Stored entries –
************

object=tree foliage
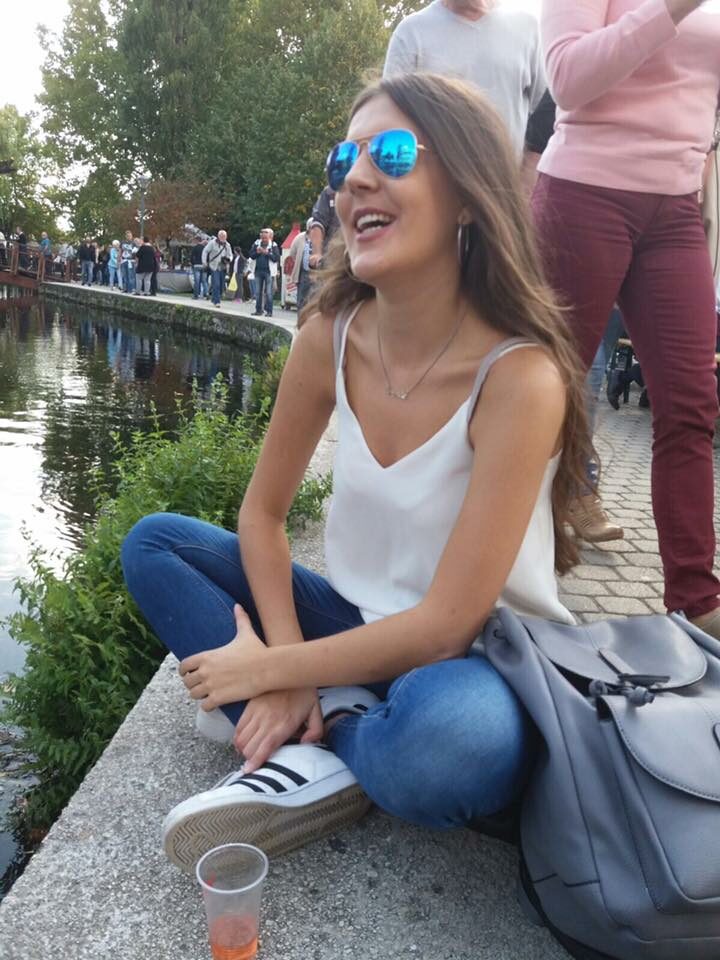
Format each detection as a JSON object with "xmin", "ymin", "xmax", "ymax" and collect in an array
[
  {"xmin": 0, "ymin": 106, "xmax": 57, "ymax": 238},
  {"xmin": 108, "ymin": 178, "xmax": 228, "ymax": 244},
  {"xmin": 38, "ymin": 0, "xmax": 424, "ymax": 241}
]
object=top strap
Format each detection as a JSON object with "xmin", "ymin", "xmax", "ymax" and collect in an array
[
  {"xmin": 333, "ymin": 301, "xmax": 364, "ymax": 372},
  {"xmin": 466, "ymin": 337, "xmax": 538, "ymax": 423}
]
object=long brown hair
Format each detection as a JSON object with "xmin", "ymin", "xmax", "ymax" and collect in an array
[{"xmin": 307, "ymin": 72, "xmax": 593, "ymax": 574}]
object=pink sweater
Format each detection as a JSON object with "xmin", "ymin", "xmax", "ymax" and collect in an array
[{"xmin": 538, "ymin": 0, "xmax": 720, "ymax": 195}]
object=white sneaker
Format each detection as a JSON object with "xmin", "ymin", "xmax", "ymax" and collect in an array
[
  {"xmin": 195, "ymin": 706, "xmax": 236, "ymax": 745},
  {"xmin": 162, "ymin": 743, "xmax": 370, "ymax": 873},
  {"xmin": 318, "ymin": 685, "xmax": 379, "ymax": 721}
]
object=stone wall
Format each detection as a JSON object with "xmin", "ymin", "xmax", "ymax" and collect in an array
[{"xmin": 40, "ymin": 283, "xmax": 292, "ymax": 353}]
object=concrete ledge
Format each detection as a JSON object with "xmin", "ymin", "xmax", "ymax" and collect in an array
[
  {"xmin": 0, "ymin": 648, "xmax": 566, "ymax": 960},
  {"xmin": 40, "ymin": 282, "xmax": 292, "ymax": 353}
]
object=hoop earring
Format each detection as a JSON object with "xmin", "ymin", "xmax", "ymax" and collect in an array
[{"xmin": 457, "ymin": 223, "xmax": 471, "ymax": 268}]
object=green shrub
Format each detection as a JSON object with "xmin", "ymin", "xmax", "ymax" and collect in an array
[{"xmin": 3, "ymin": 377, "xmax": 331, "ymax": 830}]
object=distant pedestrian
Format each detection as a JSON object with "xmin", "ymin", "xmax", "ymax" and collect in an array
[
  {"xmin": 231, "ymin": 247, "xmax": 246, "ymax": 302},
  {"xmin": 135, "ymin": 237, "xmax": 156, "ymax": 296},
  {"xmin": 78, "ymin": 238, "xmax": 95, "ymax": 286},
  {"xmin": 0, "ymin": 230, "xmax": 6, "ymax": 266},
  {"xmin": 120, "ymin": 230, "xmax": 137, "ymax": 293},
  {"xmin": 245, "ymin": 255, "xmax": 256, "ymax": 302},
  {"xmin": 202, "ymin": 229, "xmax": 233, "ymax": 307},
  {"xmin": 249, "ymin": 227, "xmax": 280, "ymax": 317},
  {"xmin": 191, "ymin": 236, "xmax": 208, "ymax": 300},
  {"xmin": 108, "ymin": 240, "xmax": 121, "ymax": 288},
  {"xmin": 97, "ymin": 243, "xmax": 110, "ymax": 285},
  {"xmin": 150, "ymin": 243, "xmax": 161, "ymax": 296},
  {"xmin": 308, "ymin": 187, "xmax": 338, "ymax": 274},
  {"xmin": 15, "ymin": 226, "xmax": 27, "ymax": 268},
  {"xmin": 288, "ymin": 218, "xmax": 313, "ymax": 320}
]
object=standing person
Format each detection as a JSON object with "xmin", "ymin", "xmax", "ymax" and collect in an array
[
  {"xmin": 150, "ymin": 242, "xmax": 161, "ymax": 296},
  {"xmin": 307, "ymin": 186, "xmax": 339, "ymax": 274},
  {"xmin": 245, "ymin": 251, "xmax": 256, "ymax": 303},
  {"xmin": 108, "ymin": 240, "xmax": 121, "ymax": 289},
  {"xmin": 0, "ymin": 229, "xmax": 6, "ymax": 266},
  {"xmin": 78, "ymin": 238, "xmax": 95, "ymax": 286},
  {"xmin": 231, "ymin": 246, "xmax": 246, "ymax": 302},
  {"xmin": 289, "ymin": 218, "xmax": 313, "ymax": 318},
  {"xmin": 524, "ymin": 88, "xmax": 624, "ymax": 544},
  {"xmin": 533, "ymin": 0, "xmax": 720, "ymax": 631},
  {"xmin": 39, "ymin": 230, "xmax": 52, "ymax": 276},
  {"xmin": 97, "ymin": 243, "xmax": 110, "ymax": 285},
  {"xmin": 190, "ymin": 236, "xmax": 208, "ymax": 300},
  {"xmin": 134, "ymin": 237, "xmax": 156, "ymax": 296},
  {"xmin": 15, "ymin": 226, "xmax": 27, "ymax": 268},
  {"xmin": 249, "ymin": 228, "xmax": 280, "ymax": 317},
  {"xmin": 383, "ymin": 0, "xmax": 546, "ymax": 159},
  {"xmin": 120, "ymin": 231, "xmax": 136, "ymax": 293},
  {"xmin": 202, "ymin": 229, "xmax": 233, "ymax": 307},
  {"xmin": 121, "ymin": 73, "xmax": 592, "ymax": 874}
]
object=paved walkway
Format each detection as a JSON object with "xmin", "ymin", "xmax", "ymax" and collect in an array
[{"xmin": 0, "ymin": 387, "xmax": 718, "ymax": 959}]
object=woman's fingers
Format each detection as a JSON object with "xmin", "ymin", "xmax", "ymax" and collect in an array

************

What is required –
Would you please repeat each record exactly? Leave the pictures out.

Exercise result –
object=tree foliage
Format each detection as a JSON object with "xmin", "ymin", "xmax", "ymax" and collect in an array
[
  {"xmin": 0, "ymin": 106, "xmax": 57, "ymax": 238},
  {"xmin": 108, "ymin": 178, "xmax": 228, "ymax": 244},
  {"xmin": 38, "ymin": 0, "xmax": 424, "ymax": 241}
]
object=top strap
Format each detection as a JSON object with "xmin", "ymin", "xmax", "ymax" and collect in an array
[
  {"xmin": 333, "ymin": 301, "xmax": 364, "ymax": 372},
  {"xmin": 466, "ymin": 337, "xmax": 538, "ymax": 423}
]
object=long brown hair
Format each detection as a JSON object with "xmin", "ymin", "xmax", "ymax" and collect in an array
[{"xmin": 307, "ymin": 72, "xmax": 593, "ymax": 574}]
object=pink sweater
Format each detection as a JSON object with "xmin", "ymin", "xmax", "ymax" and collect in an array
[{"xmin": 538, "ymin": 0, "xmax": 720, "ymax": 195}]
object=white sneaker
Format each detection as a JSON object with "xmin", "ymin", "xmax", "ymax" and collect in an array
[
  {"xmin": 195, "ymin": 706, "xmax": 236, "ymax": 745},
  {"xmin": 162, "ymin": 743, "xmax": 370, "ymax": 873},
  {"xmin": 318, "ymin": 685, "xmax": 379, "ymax": 721}
]
object=stone wall
Format each detection as a JSON object with "xmin", "ymin", "xmax", "ymax" and collect in an array
[{"xmin": 40, "ymin": 283, "xmax": 292, "ymax": 353}]
object=concrete ledge
Format each detection as a JSON object with "xmin", "ymin", "xmax", "ymax" and collect in an array
[
  {"xmin": 0, "ymin": 648, "xmax": 566, "ymax": 960},
  {"xmin": 40, "ymin": 282, "xmax": 292, "ymax": 353}
]
object=hoop earring
Format each detection as a JSON object with "xmin", "ymin", "xmax", "ymax" and collect in an array
[{"xmin": 457, "ymin": 223, "xmax": 471, "ymax": 268}]
object=green shrub
Format each detection as a JSON object with "xmin", "ymin", "xmax", "ymax" and collect in an array
[{"xmin": 3, "ymin": 377, "xmax": 331, "ymax": 830}]
object=distant pedestrian
Format each detection as a JSON object with "xmin", "ymin", "xmax", "ymax" and collect in an array
[
  {"xmin": 231, "ymin": 247, "xmax": 246, "ymax": 302},
  {"xmin": 135, "ymin": 237, "xmax": 156, "ymax": 296},
  {"xmin": 78, "ymin": 238, "xmax": 95, "ymax": 286},
  {"xmin": 0, "ymin": 230, "xmax": 6, "ymax": 266},
  {"xmin": 120, "ymin": 230, "xmax": 137, "ymax": 293},
  {"xmin": 245, "ymin": 255, "xmax": 256, "ymax": 302},
  {"xmin": 202, "ymin": 229, "xmax": 233, "ymax": 307},
  {"xmin": 249, "ymin": 227, "xmax": 280, "ymax": 317},
  {"xmin": 191, "ymin": 236, "xmax": 208, "ymax": 300},
  {"xmin": 108, "ymin": 240, "xmax": 121, "ymax": 288},
  {"xmin": 97, "ymin": 243, "xmax": 110, "ymax": 285},
  {"xmin": 150, "ymin": 243, "xmax": 161, "ymax": 296},
  {"xmin": 308, "ymin": 187, "xmax": 338, "ymax": 274},
  {"xmin": 15, "ymin": 226, "xmax": 27, "ymax": 268},
  {"xmin": 288, "ymin": 218, "xmax": 313, "ymax": 320}
]
object=standing person
Format each detection as a JSON object with "xmin", "ymin", "xmax", "ymax" and collect in an array
[
  {"xmin": 150, "ymin": 242, "xmax": 161, "ymax": 296},
  {"xmin": 307, "ymin": 186, "xmax": 339, "ymax": 274},
  {"xmin": 245, "ymin": 251, "xmax": 256, "ymax": 303},
  {"xmin": 108, "ymin": 240, "xmax": 121, "ymax": 289},
  {"xmin": 0, "ymin": 229, "xmax": 6, "ymax": 266},
  {"xmin": 78, "ymin": 238, "xmax": 95, "ymax": 286},
  {"xmin": 231, "ymin": 246, "xmax": 246, "ymax": 302},
  {"xmin": 289, "ymin": 218, "xmax": 313, "ymax": 318},
  {"xmin": 524, "ymin": 88, "xmax": 624, "ymax": 544},
  {"xmin": 533, "ymin": 0, "xmax": 720, "ymax": 631},
  {"xmin": 39, "ymin": 230, "xmax": 52, "ymax": 276},
  {"xmin": 97, "ymin": 243, "xmax": 110, "ymax": 285},
  {"xmin": 190, "ymin": 236, "xmax": 208, "ymax": 300},
  {"xmin": 134, "ymin": 237, "xmax": 156, "ymax": 296},
  {"xmin": 15, "ymin": 226, "xmax": 27, "ymax": 268},
  {"xmin": 249, "ymin": 228, "xmax": 280, "ymax": 317},
  {"xmin": 383, "ymin": 0, "xmax": 546, "ymax": 159},
  {"xmin": 120, "ymin": 231, "xmax": 136, "ymax": 293},
  {"xmin": 202, "ymin": 229, "xmax": 233, "ymax": 307},
  {"xmin": 121, "ymin": 73, "xmax": 592, "ymax": 874}
]
object=paved walkway
Format each detection as a JSON object with "xmin", "ymin", "xmax", "ymax" and collect in an array
[{"xmin": 0, "ymin": 387, "xmax": 718, "ymax": 959}]
object=woman's fingers
Format each detection as a JSON object with "xmin", "ymin", "xmax", "ymax" and collect in an array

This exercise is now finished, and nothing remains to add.